**GESTELLTE AUFGABE**
Kopiere aus dem Text über den BMW 2er Gran Tourer wortgetreu alles von „Neue Plattform, VW“ bis hinunter zu „eben nicht Premium.“.

----- QUELLDOKUMENT

Neue Plattform, VW und Ford als Hauptkonkurrenz
Doch erstmal zu den Basics. Der 2er Gran Tourer basiert wie der 2er Active Tourer auf der neuen Fronttriebler-Plattform UKL (Untere Klasse), auf der auch der Mini als Drei- und Fünftürer, der noch 2014 erscheinende neue X1 und danach der kommende 1er basieren. Im Vergleich zum Active Tourer ist der Gran Tourer 21 Zentimeter länger und fünf Zentimeter höher. So ist innen Platz für sieben Sitze, wobei fünf davon serienmäßig sind. Daraus ergibt sich die Alleinstellung des 2er Gran Tourer: Er ist der einzige siebensitzige Premium-Van auf dem Markt. Als Hauptkonkurrenten nennt BMW den VW Touran und den Ford Grand C-Max, doch die sind eben nicht Premium.

----------
----- DATENSATZINHALT

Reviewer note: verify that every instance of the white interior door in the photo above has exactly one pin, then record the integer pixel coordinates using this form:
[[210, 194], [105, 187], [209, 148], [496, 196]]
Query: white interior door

----------

**ANTWORT ZUR AUFGABE**
Neue Plattform, VW und Ford als Hauptkonkurrenz
Doch erstmal zu den Basics. Der 2er Gran Tourer basiert wie der 2er Active Tourer auf der neuen Fronttriebler-Plattform UKL (Untere Klasse), auf der auch der Mini als Drei- und Fünftürer, der noch 2014 erscheinende neue X1 und danach der kommende 1er basieren. Im Vergleich zum Active Tourer ist der Gran Tourer 21 Zentimeter länger und fünf Zentimeter höher. So ist innen Platz für sieben Sitze, wobei fünf davon serienmäßig sind. Daraus ergibt sich die Alleinstellung des 2er Gran Tourer: Er ist der einzige siebensitzige Premium-Van auf dem Markt. Als Hauptkonkurrenten nennt BMW den VW Touran und den Ford Grand C-Max, doch die sind eben nicht Premium.